» **Directions for this task**
What is needed is an exact copy of all the records.

» **Source material**
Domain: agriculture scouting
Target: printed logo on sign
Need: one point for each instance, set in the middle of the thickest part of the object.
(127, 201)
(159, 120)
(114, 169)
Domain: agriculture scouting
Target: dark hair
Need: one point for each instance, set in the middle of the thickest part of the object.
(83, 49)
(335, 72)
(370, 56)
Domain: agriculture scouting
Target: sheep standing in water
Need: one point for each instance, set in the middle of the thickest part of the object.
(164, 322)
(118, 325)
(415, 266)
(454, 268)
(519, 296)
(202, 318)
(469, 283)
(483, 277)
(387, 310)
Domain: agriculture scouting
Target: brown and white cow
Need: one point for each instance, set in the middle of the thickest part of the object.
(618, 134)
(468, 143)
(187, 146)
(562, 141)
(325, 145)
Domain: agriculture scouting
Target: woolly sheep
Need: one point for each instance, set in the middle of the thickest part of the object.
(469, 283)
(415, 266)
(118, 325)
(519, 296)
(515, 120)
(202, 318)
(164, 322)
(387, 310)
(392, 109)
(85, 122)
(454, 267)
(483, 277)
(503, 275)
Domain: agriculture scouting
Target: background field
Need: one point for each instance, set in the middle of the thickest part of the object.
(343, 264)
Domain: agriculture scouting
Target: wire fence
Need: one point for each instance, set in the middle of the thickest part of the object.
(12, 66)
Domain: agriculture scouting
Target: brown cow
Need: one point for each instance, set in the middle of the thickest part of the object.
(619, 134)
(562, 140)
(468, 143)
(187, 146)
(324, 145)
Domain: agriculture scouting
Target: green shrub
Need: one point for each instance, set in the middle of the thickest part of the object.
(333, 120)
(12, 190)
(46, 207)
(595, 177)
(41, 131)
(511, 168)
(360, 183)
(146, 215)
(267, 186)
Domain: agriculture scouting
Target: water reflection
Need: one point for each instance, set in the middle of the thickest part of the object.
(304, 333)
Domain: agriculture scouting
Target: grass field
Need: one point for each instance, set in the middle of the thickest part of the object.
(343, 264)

» **Response to the task**
Domain: agriculture scouting
Target: printed logo on sign
Need: one point for each instance, set in the middle of the thickest part of the object.
(127, 201)
(159, 120)
(114, 169)
Domain: agriculture scouting
Target: dark hair
Need: one point for each instance, set in the middle of the thickest part of the object.
(83, 49)
(335, 72)
(370, 56)
Domain: agriculture scouting
Target: sheep standing in water
Need: one point for each instance, set in the middle of the thickest part of the object.
(164, 322)
(118, 325)
(415, 266)
(454, 268)
(519, 296)
(202, 318)
(469, 283)
(483, 277)
(387, 310)
Domain: agriculture scouting
Target: brown and white cow
Need: one point for each instance, set in the middle of the thickest part of the object.
(618, 134)
(468, 143)
(187, 146)
(562, 141)
(325, 145)
Domain: agriculture scouting
Target: woolly sheep
Need: one point for each instance, set in the middle of the thickest part of the object.
(469, 283)
(415, 266)
(118, 325)
(519, 296)
(515, 120)
(202, 318)
(164, 322)
(387, 310)
(392, 109)
(85, 122)
(454, 267)
(483, 277)
(503, 275)
Domain: agriculture scouting
Target: background field
Need: one point for each instance, set in the middle of the thickest part of the object.
(343, 264)
Domain: agriculture scouting
Target: wire fence
Need: one point for each instance, set in the middle of the thickest part of the object.
(12, 66)
Domain: agriculture scouting
Target: brown cow
Need: one point for each instance, set in the middle of the thickest part of the object.
(619, 134)
(562, 140)
(468, 143)
(187, 146)
(324, 145)
Domain: agriculture scouting
Target: green shrub
Need: one point for each instance, set in the middle of the thickest part of the object.
(333, 120)
(12, 190)
(46, 207)
(595, 177)
(41, 131)
(511, 168)
(360, 183)
(146, 215)
(267, 186)
Domain: agriculture scouting
Target: water reflection
Need: one point for each instance, set in the middle of the thickest part of the object.
(304, 333)
Domain: agriculture scouting
Target: grass field
Need: one point for each instance, set in the middle of the thickest part of the object.
(343, 264)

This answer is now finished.